◆ **What to produce**: Extract each line in the data below that contains the word "turtle", copying those lines in order.

Excerpts from pointing data:

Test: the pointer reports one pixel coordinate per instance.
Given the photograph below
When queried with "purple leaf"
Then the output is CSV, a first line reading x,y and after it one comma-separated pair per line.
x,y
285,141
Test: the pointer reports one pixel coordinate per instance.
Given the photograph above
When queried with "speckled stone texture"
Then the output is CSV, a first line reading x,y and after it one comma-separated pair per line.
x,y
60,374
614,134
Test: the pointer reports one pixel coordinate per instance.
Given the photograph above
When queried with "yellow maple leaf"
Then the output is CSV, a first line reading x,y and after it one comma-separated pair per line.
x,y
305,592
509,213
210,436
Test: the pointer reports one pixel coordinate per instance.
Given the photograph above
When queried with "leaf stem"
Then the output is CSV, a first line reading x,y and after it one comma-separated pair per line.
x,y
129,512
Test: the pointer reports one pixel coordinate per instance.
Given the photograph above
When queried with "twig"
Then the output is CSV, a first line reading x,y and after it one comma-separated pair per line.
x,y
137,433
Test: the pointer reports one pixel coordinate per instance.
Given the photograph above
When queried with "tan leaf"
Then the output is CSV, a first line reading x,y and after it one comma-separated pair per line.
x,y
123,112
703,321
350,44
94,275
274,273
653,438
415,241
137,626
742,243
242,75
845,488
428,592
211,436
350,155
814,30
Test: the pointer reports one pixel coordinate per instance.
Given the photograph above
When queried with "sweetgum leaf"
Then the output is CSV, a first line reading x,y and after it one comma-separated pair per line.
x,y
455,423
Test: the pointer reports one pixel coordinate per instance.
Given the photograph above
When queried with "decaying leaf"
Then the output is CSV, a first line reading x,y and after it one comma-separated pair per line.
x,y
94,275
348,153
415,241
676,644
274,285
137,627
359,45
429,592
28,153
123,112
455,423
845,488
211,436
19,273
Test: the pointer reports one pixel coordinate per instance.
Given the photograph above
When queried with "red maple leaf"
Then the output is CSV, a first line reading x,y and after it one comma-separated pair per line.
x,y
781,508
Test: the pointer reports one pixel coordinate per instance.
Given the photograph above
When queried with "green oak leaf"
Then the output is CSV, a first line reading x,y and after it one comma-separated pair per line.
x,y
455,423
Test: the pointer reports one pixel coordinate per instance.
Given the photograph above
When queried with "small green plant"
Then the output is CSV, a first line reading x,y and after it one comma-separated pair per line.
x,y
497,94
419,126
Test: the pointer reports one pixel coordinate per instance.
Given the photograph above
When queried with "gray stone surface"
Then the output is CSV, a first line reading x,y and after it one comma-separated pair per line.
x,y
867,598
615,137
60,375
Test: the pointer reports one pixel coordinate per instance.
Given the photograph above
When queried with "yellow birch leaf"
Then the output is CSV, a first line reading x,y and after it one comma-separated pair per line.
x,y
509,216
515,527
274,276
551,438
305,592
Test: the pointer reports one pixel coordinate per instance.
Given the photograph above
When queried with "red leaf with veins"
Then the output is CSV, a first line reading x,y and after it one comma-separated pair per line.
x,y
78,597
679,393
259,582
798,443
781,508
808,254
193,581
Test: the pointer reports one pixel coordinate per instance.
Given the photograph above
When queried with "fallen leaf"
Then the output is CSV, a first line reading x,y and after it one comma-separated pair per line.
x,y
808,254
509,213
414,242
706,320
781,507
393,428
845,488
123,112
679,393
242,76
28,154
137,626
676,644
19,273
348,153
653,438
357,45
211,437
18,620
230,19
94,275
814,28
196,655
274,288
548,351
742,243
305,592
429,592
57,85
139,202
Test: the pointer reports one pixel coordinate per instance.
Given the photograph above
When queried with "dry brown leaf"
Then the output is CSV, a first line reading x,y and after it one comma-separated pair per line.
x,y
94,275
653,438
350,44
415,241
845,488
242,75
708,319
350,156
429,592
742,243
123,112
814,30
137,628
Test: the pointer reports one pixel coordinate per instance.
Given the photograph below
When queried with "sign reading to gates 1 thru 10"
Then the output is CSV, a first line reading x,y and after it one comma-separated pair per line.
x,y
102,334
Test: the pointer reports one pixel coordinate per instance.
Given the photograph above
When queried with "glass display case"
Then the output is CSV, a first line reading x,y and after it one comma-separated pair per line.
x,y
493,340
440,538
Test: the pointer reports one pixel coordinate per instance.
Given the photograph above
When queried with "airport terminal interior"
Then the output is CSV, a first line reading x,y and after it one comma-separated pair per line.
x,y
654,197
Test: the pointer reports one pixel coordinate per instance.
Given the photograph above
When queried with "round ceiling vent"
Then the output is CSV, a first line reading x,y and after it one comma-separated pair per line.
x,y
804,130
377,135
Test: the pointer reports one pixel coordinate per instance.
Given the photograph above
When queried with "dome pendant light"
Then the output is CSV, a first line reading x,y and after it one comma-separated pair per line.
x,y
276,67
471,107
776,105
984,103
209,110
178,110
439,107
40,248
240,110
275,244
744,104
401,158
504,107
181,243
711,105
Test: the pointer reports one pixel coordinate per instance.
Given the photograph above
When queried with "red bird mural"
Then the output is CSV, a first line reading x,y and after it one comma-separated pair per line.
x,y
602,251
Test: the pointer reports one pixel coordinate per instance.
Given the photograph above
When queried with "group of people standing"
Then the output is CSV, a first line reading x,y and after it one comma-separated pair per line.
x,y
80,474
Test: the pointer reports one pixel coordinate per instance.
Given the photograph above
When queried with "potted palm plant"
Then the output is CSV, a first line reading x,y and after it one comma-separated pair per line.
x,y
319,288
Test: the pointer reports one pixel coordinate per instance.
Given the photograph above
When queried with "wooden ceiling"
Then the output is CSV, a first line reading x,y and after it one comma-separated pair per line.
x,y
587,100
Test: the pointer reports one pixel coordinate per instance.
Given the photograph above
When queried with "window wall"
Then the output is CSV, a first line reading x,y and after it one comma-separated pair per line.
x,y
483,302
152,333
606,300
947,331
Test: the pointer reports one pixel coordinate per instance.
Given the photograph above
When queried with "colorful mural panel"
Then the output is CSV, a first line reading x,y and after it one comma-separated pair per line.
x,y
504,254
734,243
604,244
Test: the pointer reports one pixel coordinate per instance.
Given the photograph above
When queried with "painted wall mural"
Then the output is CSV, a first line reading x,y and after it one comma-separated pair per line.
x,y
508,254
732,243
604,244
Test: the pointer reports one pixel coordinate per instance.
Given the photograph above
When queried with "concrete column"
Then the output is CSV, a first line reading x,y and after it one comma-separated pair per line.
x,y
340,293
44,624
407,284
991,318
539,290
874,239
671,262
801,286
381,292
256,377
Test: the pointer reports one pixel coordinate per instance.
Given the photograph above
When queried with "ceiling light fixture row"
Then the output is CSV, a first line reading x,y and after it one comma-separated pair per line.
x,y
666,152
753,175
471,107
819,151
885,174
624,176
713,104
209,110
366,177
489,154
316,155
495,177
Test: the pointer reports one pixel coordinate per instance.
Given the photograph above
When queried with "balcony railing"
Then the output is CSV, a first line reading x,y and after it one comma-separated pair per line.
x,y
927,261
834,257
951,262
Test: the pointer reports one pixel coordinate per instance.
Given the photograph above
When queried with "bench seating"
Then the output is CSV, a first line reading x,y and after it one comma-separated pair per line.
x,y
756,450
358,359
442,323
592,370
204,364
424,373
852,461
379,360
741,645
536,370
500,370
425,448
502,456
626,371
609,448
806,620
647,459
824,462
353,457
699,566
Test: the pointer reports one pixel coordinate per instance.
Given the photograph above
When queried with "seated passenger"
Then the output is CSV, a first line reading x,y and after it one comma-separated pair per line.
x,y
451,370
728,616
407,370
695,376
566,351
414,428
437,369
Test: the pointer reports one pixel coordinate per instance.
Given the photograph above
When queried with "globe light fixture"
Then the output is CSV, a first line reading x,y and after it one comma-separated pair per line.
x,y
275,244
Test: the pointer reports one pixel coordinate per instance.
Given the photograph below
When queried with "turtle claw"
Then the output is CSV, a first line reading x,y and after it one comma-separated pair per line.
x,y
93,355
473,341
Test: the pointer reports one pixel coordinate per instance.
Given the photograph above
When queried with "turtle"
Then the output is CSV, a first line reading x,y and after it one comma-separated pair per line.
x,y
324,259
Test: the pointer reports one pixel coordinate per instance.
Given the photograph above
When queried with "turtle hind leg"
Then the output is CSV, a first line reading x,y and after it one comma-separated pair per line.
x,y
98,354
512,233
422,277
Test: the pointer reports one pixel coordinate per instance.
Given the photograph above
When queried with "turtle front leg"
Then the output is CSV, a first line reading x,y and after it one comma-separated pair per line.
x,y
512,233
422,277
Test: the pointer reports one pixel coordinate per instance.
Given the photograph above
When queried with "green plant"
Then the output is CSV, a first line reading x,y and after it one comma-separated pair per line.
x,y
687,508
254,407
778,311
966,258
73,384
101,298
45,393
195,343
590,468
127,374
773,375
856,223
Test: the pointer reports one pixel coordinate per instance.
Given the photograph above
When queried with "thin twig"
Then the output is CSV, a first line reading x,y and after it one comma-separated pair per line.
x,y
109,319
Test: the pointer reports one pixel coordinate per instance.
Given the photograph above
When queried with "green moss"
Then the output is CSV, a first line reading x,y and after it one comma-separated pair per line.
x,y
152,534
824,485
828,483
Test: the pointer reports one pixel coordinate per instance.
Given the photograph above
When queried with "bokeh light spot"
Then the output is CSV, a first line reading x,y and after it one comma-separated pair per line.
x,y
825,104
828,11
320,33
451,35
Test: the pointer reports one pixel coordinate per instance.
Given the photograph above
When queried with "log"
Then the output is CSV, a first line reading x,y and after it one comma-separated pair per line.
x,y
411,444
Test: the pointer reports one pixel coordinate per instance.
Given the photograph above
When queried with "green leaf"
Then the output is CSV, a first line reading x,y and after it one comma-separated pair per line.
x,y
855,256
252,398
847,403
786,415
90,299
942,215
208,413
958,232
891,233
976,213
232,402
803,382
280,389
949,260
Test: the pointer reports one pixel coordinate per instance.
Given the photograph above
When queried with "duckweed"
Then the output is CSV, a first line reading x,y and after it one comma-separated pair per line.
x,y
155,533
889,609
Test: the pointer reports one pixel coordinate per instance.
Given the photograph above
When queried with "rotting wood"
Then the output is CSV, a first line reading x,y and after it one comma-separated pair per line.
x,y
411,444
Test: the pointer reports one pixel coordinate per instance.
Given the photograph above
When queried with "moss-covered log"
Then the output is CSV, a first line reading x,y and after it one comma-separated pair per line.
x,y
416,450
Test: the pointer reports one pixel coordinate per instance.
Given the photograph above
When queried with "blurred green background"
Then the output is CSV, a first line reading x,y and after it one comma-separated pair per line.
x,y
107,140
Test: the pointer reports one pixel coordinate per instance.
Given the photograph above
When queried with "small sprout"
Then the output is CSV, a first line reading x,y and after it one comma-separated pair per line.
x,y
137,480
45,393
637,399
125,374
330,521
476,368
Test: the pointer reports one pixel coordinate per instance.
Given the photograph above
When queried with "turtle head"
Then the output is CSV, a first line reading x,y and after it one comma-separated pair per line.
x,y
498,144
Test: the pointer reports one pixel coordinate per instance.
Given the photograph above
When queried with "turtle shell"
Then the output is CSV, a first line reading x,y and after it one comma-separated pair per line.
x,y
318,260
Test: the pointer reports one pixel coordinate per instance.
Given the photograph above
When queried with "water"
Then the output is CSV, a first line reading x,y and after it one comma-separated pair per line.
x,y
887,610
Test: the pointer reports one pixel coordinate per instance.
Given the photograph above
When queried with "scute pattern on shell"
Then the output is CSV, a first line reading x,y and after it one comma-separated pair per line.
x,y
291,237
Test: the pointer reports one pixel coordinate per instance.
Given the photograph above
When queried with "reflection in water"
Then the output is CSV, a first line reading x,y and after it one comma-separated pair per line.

◆ **Answer in full**:
When queried with "turtle claw"
When queried with "turtle"
When queried with "turtle hind leg"
When queried with "turtle front leg"
When queried with "turtle head"
When queried with "turtle shell"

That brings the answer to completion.